> Ejercicio breve
Cita al pie de la letra todas las líneas de los datos que siguen, por favor, pero omite la imagen en tu respuesta.

------------

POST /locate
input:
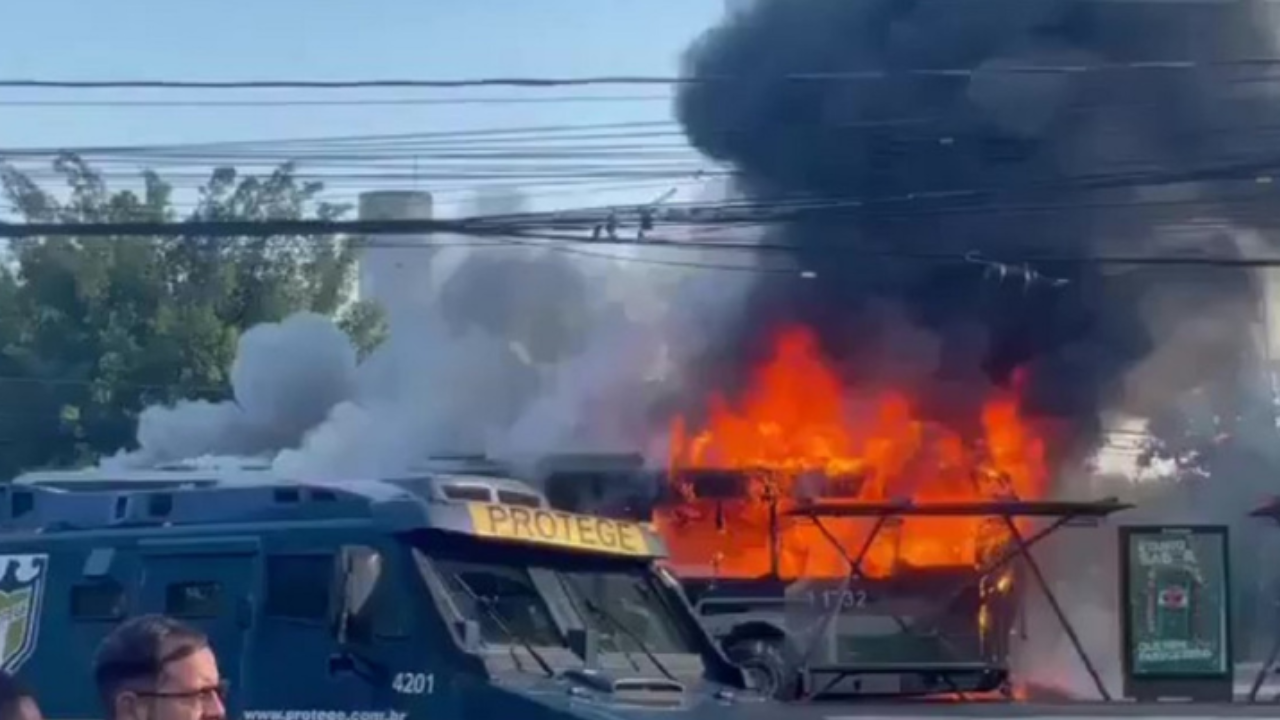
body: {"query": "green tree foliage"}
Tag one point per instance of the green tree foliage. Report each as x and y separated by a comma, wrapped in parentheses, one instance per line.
(94, 329)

------------

> Resultado del ejercicio
POST /locate
input:
body: {"query": "green tree foliage"}
Tag one point per instance of the green tree foliage. Report each as x and y separated by a comma, wrapped in parentheses, one instance per line.
(94, 329)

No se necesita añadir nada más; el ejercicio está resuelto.